[Begin Text provided]

Houston-based Hines recently announced plans to add two new 18-story apartment towers to what was largely an office development called Overton Park, located in the Cumberland/Vinings area of northwest Atlanta. On the surface, themight not seem like a big one. But consider that the towers will add approximately 400 units and $80 million to the value of the project.
“We did it to enhance the overall quality and residual value of the project, and to be consistent with Hines' other live-work-play developments around Atlanta,” says Robert Voyles, senior vice president in Hines' Atlanta office.
But the project is also a mirror reflection of how America's growing labor force is increasingly demanding the so-called “live-work-play” environment, whether it is in the suburbs or closer to growing intown areas.
While many now call Atlanta “the poster child for mixed-use urban developments,” that was not the case until recently. But the city is following a national trend which is seeing the term “mixed-use” become one of the hottest buzz-phrases in the commercial real estate industry over the past year.
Labor gets concentrated
Urban vs. suburban: It is the age-old competition. Lately, urban markets fought back from a decades-old decline to attract a slew of new residents thanks to more convenience, and better residential and retail options.
“Generation X, and the larger Generation Y cohort behind them, have both shown a willingness to live and work in urban areas,” says Jacques Gordon, international director of investment research at LaSalle Investment Management in Chicago. “Although most new jobs are still being created in suburban locations, the nation's urban cities have stemmed a three-decade loss of market share and are now holding their own in the competition for jobs.”
“One key reason is that an urban lifestyle for the rapidly growing number of childless households (including empty nesters) has improved as crime rates have dropped and more residential choices are now available close to where people work,” adds Gordon.

[End Text provided]
[Begin Information supplied]

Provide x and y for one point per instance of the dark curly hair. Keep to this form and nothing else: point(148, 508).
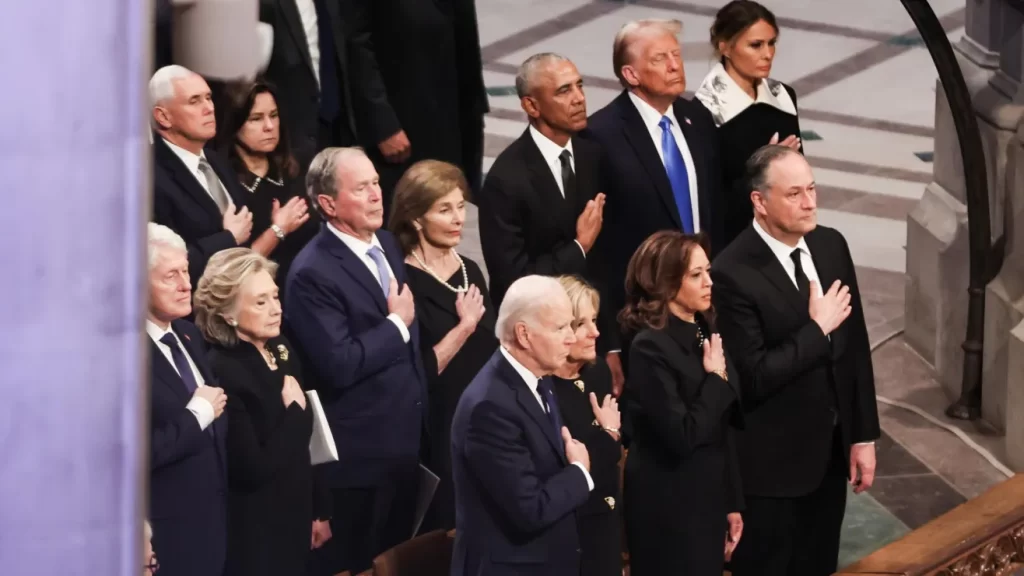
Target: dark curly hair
point(653, 277)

[End Information supplied]

_Given instruction_.
Please reproduce the passage from the mixed-use development article above, between "Labor gets concentrated" and "and retail options.", inclusive.

_Answer to the task_.
Labor gets concentrated
Urban vs. suburban: It is the age-old competition. Lately, urban markets fought back from a decades-old decline to attract a slew of new residents thanks to more convenience, and better residential and retail options.